Citizen: An American Lyric (Penguin Books) features extracts from documentary film scripts, an essay on Serena Williams, screen grabs of Zinedine Zidane’s 2006 World Cup head-butt, President Obama’s oath of office, Turner’s painting The Slave Ship and witness testimony to acts of everyday racism.

In an interview after receiving her prize with the BBC's Kirsty Lang, who introduced the shortlisted poets at the reading, Rankine said that the election of Barack Obama as US president was accompanied by the realisation that nothing had changed in race relations in America: "You saw the same slights being enacted ... the birth certificate ... and you think, so now we see, this goes all the way down." She also paid tribute to her US publisher for "taking a chance on this book, in all its hybridness".   

Rankine read this extract from Citizen, as an example of everyday racism: 

“The new therapist specialises in trauma counselling. You have only ever spoken on the phone. Her house has a side gate that leads to a back entrance she uses for patients. You walk down a path bordered on both sides with deer grass and rosemary to the gate, which turns out to be locked.

“At the front door the bell is a small round disc that you press firmly. When the door finally opens, the woman standing there yells, at the top of her lungs, Get away from my house! What are you doing in my yard?

“It’s as if a wounded Doberman pinscher or a German shepherd has gained the power of speech. And though you back up a few steps, you manage to tell her you have an appointment. You have an appointment? she spits back. Then she pauses. Everything pauses. Oh, she says, followed by, oh, yes, that’s right. I am sorry.

“I am so sorry, so, so sorry.”

Reviewing Citizen in Poetry Review, Aime Williams said: “The collection is compelling and the experience of reading it is exhausting.” It also includes a piece dedicated to Mark Duggan, who was shot dead by police in Tottenham, north London, an incident that sparked widespread riots in 2011.

Mona Arshi’s Small Hands (Liverpool University Press) won the Felix Dennis prize for best first collection. London-born Arshi, who spent 10 years as a human rights lawyer, drew on both her legal experience and her Punjabi Sikh heritage for her debut collection, which the jury praised for its “imagination, sensuality and beguiling playfulness”. Richard Skinner has reviewed Small Hands for Write Out Loud. You can read his review here.

Source data –
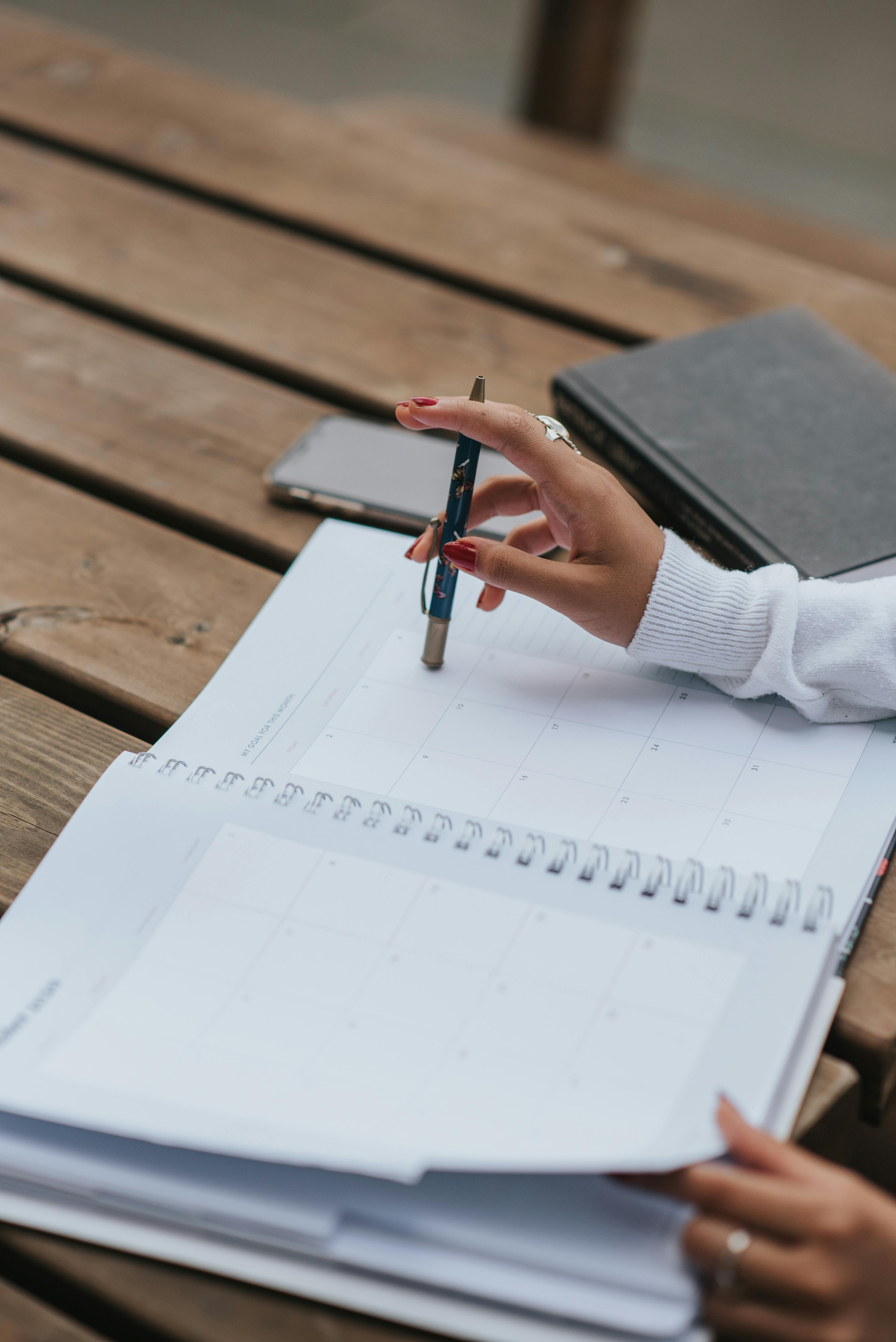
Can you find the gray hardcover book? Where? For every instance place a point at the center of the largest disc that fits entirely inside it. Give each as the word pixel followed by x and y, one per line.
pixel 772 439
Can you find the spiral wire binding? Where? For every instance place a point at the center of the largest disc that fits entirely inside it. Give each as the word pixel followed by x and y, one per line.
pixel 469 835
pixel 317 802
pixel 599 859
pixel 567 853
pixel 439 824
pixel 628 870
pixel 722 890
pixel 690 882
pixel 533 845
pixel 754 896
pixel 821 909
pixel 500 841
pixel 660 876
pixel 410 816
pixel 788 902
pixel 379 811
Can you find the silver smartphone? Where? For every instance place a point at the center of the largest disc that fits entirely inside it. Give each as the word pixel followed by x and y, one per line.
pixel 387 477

---

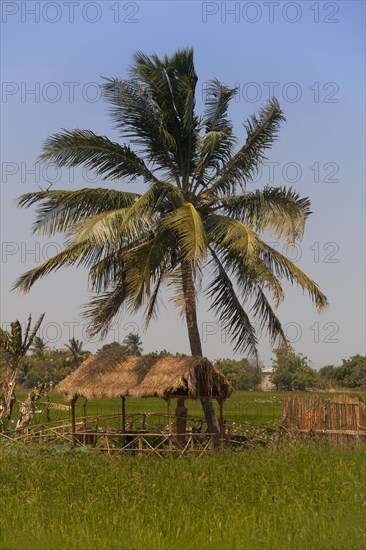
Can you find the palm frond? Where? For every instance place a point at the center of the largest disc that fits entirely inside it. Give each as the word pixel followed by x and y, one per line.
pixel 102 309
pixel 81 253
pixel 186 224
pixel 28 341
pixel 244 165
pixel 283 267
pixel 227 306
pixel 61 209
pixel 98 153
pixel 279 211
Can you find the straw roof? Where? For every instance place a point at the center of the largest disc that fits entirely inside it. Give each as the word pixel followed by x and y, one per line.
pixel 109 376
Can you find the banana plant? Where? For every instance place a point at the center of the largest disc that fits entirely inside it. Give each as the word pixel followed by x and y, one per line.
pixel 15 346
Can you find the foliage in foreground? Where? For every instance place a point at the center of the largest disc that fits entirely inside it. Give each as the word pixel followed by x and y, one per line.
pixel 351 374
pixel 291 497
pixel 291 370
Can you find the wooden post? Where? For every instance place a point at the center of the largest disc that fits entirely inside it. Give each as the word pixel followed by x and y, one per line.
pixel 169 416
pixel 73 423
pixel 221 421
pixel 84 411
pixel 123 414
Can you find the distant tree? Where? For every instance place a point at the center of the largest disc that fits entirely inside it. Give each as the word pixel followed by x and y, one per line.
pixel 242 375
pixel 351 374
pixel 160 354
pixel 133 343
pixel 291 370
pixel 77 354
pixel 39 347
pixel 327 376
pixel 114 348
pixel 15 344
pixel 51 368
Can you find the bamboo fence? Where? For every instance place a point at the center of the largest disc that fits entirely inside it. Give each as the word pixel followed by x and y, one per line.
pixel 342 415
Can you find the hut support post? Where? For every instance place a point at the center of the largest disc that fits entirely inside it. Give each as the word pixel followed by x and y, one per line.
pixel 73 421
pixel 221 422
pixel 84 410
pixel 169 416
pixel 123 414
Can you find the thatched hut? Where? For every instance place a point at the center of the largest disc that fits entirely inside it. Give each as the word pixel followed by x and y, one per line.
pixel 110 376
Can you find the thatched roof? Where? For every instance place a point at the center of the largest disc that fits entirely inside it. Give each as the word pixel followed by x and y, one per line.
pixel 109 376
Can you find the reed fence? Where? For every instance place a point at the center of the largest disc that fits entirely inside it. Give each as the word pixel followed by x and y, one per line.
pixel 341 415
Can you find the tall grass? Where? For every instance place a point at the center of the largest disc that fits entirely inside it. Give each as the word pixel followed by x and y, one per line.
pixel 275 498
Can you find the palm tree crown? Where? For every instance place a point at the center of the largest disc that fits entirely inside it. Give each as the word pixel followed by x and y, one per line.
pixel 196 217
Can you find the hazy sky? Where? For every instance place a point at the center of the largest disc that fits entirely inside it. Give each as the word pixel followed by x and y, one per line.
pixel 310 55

Questions –
A. Reproduce the passage of the article on Citizen starting with "Rankine read this" and going on through "in my yard?".
B. According to the article on Citizen, which prize did Mona Arshi's Small Hands win?
C. Pick up the article on Citizen from the point where it stops and continue it.

Task responses –
A.
Rankine read this extract from Citizen, as an example of everyday racism: 

“The new therapist specialises in trauma counselling. You have only ever spoken on the phone. Her house has a side gate that leads to a back entrance she uses for patients. You walk down a path bordered on both sides with deer grass and rosemary to the gate, which turns out to be locked.

“At the front door the bell is a small round disc that you press firmly. When the door finally opens, the woman standing there yells, at the top of her lungs, Get away from my house! What are you doing in my yard?

B. The Felix Dennis prize for best first collection.

C.
After receiving her award, Arshi said the collection was dedicated to her brother, "a very beautiful boy that my family lost three years ago. At the heart of the book is a sequence of poems dedicated to him - I think he would have been proud today." Arshi also jointly won the £10,000 Manchester Poetry prize last year, sharing it with Michael Hudson. 

‘The Mighty Hudson’ by Clare Harman, first published in the TLS, was awarded the best single poem prize. The poem, a biographical sketch of a strongman who overreaches himself spectacularly, delighted the judges with its “inventiveness and wit”.

The other shortlisted poets were: (Best Collection) Ciaran Carson; Eiléan Ní Chuilleanáin; 
Paul Muldoon; and Peter Riley. (Felix Dennis Prize for Best First Collection) Sarah Howe; 
Andrew McMillan; Matthew Siegel; and Karen McCarthy Woolf. (Best Single Poem)
Maura Dooley; Andrew Elliott; Ann Gray; and Kim Moore.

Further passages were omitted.